• _What to work on_:
a. In the article on Peter Neal's 1967 Hendrix film, how old was Peter Neal at the time?
b. Render this sentence from the article on Peter Neal's 1967 Hendrix film into Spanish: "This was in the afternoon and I can’t remember who else was there."
c. Carry on the article on Peter Neal's 1967 Hendrix film, picking up right after its final sentence.

Begin Text segment

Un article intéressant qui revient sur la génèse du projet :
Experience: The Making of Peter Neal’s 1967 FilmPeter Neal made the first-ever film about Jimi Hendrix, called Experience. Also known as Hear My Music Talking, it was the only one released during Jimi’s lifetime, and is arguably best known for that memorable footage of him playing a 12-string guitar — a scene that has lost none of its magic over the years. Peter was then twenty-five, and in the process of researching a film about British folk music for Derrick Knight & Partners. He interviewed many of the genre’s leading lights, although the focus would be on the Watersons in the resulting film Travelling For A Living.
“I was in the cutting-room a few days later and this guy came storming in and introduced himself as John Marshall. He said he was Shirley Collins’ husband, who I’d interviewed a week or so earlier, and that he’d written an article in the Observer about this American guitarist called Jimi Hendrix. He said we had to film him and insisted I come with him to the Royal Albert Hall where Jimi was due to perform that evening. This was in the afternoon and I can’t remember who else was there. It could have been Pete Townshend and Jeff Beck but the cream of British guitarists was sat there, watching Jimi do his sound-check.

End Text segment
Begin Listing

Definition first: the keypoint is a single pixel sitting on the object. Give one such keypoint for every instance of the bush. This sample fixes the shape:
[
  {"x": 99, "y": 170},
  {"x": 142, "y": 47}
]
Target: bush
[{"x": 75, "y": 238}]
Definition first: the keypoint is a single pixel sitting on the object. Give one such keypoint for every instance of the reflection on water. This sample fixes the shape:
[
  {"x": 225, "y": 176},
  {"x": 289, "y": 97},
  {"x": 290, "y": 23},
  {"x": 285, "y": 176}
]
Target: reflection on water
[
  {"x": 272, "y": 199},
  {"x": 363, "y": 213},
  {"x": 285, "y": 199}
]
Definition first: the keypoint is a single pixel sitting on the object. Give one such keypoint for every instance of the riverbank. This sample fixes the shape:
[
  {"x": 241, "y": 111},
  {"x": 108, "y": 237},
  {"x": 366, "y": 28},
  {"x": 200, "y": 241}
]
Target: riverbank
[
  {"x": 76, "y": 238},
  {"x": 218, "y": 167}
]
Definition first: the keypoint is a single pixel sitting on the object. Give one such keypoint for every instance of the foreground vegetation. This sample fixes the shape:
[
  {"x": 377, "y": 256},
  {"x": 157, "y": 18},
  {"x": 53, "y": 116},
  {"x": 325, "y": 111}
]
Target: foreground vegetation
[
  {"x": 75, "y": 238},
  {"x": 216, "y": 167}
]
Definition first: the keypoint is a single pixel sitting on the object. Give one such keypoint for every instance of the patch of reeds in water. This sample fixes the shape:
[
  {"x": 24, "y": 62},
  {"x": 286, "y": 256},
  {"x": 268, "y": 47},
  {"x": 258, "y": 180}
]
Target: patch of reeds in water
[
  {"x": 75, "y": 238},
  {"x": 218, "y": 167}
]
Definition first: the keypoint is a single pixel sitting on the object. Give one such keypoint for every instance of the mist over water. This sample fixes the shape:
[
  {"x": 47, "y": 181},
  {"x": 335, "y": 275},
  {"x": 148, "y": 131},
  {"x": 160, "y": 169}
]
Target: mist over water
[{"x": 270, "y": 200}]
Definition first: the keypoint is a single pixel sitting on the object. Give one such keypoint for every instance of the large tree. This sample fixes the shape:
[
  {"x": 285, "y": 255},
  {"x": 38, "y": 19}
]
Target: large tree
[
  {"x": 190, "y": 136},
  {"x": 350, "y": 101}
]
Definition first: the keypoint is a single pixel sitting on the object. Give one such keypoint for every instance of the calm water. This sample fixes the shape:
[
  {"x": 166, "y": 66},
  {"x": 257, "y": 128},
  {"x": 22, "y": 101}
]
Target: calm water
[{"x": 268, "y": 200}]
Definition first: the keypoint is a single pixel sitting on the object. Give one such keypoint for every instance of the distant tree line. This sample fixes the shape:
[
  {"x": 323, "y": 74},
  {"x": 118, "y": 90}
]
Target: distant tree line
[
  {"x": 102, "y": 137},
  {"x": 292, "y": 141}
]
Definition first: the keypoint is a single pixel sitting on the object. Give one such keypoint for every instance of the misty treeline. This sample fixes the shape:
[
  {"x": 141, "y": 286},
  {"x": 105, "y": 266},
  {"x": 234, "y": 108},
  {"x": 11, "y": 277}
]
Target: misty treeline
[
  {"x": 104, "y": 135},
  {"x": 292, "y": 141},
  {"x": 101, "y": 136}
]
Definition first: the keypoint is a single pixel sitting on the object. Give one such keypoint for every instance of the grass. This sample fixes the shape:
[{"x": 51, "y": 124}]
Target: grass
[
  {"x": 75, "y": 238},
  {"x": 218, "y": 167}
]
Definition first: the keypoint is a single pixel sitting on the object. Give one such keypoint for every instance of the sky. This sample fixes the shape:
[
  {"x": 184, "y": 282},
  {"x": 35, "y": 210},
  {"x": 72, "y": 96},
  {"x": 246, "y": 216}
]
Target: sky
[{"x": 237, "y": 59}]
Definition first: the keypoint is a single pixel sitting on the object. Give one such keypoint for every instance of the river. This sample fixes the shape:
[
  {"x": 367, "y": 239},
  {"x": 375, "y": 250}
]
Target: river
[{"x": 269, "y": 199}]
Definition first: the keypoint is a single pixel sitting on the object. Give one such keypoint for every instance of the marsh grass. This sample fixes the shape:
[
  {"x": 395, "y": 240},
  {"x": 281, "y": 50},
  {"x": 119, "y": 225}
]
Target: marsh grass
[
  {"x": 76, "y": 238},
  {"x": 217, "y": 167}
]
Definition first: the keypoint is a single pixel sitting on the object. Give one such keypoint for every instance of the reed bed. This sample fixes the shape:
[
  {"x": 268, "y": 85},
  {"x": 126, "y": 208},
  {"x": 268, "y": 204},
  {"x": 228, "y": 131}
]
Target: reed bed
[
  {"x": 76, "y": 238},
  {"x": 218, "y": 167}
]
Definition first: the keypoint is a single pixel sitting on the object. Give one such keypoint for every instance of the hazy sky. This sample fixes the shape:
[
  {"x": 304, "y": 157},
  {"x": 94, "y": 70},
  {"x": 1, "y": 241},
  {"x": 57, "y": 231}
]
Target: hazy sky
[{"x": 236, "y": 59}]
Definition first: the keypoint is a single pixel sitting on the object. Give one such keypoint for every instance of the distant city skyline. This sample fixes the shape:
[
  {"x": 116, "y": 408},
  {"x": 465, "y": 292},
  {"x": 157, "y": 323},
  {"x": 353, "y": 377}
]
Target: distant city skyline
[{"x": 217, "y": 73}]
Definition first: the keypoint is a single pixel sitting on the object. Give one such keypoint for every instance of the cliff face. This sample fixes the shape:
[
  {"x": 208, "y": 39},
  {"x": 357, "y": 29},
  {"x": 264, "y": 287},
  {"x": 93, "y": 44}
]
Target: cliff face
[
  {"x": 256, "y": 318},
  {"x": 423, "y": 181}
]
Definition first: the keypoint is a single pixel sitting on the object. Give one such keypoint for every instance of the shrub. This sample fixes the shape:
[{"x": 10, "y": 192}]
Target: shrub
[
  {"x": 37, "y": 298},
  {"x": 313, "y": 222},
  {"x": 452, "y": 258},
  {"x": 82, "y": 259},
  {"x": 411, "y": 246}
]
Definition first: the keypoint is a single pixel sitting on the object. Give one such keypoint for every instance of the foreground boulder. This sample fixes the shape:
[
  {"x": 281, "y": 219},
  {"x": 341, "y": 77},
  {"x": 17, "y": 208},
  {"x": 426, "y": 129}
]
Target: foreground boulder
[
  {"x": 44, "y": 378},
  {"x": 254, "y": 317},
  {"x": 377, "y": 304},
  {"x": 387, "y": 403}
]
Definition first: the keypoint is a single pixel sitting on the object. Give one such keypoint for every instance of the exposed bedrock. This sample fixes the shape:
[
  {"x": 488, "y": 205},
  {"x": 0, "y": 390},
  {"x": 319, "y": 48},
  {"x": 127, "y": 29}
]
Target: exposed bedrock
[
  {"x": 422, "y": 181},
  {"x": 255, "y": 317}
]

End Listing

• _Expected results_:
a. He was twenty-five.

b. Esto fue por la tarde y no recuerdo quién más estaba allí.

c.
“At that point I was into folk and acoustic guitar. I was stuck with this idea that if you electrified the guitar then you’d lose all of its character but I remember standing there and having my world completely turned upside-down. All my prejudices were suddenly overturned and I saw the electric guitar as this amazing instrument… I was absolutely knocked out by him.”
The date was November 14th 1967. Jimi was headlining a package tour that will have played theatres in most major UK cities before closing three weeks later, on December 5th. Pink Floyd (with Syd Barrett), Amen Corner, the Move and Eire Apparent were the support acts but it was the Jimi Hendrix Experience, riding a wave of euphoria that had began with Hey Joe just fourteen months earlier, that was pulling in the crowds.
Whilst Peter didn’t attend the show at London’s Royal Albert Hall that night, he readily agreed to direct the film if John Marshall could provide the necessary funding. A week or so later John announced that he’d managed to raise £1,000 and plans were made to film Jimi in concert at the Blackpool Opera House, on November 25th.
“At that point I started phoning around, asking colleagues for favours as there wasn’t enough money to pay people — only to buy a bit of film stock and hire equipment,” Peter explains. “I had friends who were cameramen, and some of them agreed to come and work for virtually nothing so we all piled in this van and drove up to Blackpool. We had no idea what we were letting ourselves in for. Also, I’d never worked on a concert film before.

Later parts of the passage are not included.